EXERCISE AIM
When a line in the entries below contains the word "pants", copy that line.

[Dataset records]
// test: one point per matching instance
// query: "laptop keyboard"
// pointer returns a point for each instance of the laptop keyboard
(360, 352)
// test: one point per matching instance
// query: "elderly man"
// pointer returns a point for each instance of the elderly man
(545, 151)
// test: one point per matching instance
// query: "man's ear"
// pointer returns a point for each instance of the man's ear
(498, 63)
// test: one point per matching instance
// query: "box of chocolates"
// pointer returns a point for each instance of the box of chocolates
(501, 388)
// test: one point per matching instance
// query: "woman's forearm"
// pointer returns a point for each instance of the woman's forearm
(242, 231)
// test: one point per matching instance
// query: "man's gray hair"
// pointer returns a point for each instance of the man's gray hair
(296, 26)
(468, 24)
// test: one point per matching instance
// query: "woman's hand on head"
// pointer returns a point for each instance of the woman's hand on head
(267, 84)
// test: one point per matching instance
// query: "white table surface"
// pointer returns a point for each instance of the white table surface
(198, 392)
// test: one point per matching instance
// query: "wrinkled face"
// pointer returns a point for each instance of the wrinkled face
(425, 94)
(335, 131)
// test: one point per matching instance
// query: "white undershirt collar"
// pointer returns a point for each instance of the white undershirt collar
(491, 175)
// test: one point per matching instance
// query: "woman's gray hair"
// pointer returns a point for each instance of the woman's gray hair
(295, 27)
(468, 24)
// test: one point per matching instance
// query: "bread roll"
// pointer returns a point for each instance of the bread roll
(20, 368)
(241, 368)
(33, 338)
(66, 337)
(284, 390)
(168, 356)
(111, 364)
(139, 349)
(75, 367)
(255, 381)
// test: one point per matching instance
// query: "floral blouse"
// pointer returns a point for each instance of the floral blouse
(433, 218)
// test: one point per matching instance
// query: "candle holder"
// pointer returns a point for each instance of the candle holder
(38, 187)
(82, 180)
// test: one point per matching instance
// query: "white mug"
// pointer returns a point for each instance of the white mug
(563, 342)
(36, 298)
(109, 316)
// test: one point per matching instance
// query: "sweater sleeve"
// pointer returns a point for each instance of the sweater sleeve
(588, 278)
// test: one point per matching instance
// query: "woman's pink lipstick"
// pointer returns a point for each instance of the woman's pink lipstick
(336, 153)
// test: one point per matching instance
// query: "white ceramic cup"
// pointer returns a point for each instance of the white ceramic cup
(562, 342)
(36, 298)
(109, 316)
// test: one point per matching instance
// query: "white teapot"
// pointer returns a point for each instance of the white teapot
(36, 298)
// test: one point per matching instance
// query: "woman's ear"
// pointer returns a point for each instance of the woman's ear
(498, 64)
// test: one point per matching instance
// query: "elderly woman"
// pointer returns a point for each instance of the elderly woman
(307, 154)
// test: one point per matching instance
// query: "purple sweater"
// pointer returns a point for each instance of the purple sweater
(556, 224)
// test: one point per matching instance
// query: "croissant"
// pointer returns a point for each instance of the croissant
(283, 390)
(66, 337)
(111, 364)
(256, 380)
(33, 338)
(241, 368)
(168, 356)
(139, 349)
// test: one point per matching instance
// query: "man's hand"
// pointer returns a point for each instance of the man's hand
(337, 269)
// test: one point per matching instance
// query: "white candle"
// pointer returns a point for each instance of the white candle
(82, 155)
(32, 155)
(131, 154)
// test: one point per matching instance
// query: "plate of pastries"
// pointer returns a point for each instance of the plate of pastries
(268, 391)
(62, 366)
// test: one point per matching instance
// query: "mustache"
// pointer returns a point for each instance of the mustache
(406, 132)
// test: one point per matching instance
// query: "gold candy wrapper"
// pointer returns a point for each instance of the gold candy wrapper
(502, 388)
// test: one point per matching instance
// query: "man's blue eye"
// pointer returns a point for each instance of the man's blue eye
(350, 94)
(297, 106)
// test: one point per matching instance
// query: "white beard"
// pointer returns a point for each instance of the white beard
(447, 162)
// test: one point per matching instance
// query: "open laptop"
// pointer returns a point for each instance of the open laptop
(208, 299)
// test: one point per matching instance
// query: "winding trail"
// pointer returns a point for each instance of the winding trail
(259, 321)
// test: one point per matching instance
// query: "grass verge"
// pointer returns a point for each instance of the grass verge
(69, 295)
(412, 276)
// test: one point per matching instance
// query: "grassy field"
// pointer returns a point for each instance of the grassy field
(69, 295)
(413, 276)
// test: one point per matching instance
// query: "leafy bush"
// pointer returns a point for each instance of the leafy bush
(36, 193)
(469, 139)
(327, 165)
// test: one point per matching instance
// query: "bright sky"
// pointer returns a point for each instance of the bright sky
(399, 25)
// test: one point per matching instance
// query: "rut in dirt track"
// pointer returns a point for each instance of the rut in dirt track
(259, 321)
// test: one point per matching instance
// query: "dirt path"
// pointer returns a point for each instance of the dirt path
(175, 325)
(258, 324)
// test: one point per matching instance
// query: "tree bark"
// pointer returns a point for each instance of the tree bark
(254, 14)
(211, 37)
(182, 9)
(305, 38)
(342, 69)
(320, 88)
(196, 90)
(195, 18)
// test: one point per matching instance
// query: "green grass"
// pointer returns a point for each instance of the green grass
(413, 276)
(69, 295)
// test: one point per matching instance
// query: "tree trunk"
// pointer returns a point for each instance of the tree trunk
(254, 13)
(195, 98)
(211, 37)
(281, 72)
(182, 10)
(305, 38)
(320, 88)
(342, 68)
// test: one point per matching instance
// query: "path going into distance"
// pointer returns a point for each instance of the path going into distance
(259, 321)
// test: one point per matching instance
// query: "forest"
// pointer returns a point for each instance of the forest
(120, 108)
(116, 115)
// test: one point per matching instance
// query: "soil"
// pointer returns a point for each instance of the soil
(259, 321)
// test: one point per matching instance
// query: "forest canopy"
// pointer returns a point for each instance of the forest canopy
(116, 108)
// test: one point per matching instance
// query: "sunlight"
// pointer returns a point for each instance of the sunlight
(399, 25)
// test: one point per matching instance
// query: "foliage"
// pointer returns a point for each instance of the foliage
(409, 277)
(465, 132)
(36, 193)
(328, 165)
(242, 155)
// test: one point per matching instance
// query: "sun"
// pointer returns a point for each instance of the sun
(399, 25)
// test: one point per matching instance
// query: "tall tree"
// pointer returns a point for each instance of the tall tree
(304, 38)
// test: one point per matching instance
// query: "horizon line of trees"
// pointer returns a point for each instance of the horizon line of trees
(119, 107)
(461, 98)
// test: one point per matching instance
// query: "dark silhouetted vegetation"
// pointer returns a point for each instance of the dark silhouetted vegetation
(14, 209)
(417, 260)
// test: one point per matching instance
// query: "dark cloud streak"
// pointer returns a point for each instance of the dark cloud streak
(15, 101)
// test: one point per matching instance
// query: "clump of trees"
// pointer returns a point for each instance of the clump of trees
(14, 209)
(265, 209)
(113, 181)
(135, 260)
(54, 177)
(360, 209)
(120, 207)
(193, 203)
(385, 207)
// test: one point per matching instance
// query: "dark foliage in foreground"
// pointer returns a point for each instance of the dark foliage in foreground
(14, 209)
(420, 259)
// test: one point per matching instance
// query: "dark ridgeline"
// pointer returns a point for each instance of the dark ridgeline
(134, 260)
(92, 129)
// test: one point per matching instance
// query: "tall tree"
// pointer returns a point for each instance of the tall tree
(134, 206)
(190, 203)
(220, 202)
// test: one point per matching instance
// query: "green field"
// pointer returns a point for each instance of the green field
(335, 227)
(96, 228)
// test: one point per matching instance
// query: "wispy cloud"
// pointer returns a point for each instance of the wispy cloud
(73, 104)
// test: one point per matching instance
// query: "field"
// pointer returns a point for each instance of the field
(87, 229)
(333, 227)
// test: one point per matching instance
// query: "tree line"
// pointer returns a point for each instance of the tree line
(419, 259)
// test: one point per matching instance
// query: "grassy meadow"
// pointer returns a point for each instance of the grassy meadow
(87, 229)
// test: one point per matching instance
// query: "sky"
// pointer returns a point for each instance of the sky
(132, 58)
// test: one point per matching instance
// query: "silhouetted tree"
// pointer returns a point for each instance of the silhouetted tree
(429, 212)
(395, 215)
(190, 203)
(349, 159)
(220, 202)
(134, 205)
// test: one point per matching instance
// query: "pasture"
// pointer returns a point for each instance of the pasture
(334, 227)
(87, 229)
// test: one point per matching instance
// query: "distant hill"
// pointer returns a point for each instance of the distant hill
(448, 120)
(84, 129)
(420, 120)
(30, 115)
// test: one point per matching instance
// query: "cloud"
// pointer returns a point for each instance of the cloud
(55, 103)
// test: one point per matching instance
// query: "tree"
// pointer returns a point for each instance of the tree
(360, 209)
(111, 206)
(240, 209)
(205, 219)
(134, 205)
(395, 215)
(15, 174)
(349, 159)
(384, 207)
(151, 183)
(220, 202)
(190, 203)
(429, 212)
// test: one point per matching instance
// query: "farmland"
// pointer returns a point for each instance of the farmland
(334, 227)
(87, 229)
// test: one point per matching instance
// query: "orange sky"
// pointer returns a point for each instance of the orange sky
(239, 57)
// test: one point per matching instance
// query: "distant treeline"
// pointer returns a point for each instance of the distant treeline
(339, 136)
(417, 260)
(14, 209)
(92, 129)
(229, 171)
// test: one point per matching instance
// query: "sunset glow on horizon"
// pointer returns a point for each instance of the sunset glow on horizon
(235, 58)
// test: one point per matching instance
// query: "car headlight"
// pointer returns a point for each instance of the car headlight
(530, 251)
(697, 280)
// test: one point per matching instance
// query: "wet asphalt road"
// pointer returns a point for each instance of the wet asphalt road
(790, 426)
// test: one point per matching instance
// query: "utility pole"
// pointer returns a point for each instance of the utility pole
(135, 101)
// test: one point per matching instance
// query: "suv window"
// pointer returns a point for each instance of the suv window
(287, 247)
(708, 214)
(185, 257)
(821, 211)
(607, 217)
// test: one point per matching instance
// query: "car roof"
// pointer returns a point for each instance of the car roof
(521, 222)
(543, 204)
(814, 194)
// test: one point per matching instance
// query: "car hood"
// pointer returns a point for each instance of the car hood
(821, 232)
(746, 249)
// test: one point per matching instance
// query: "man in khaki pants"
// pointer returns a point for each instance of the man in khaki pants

SOLUTION TO THIS EXERCISE
// query: "man in khaki pants"
// pointer returns a point for each instance of the man in khaki pants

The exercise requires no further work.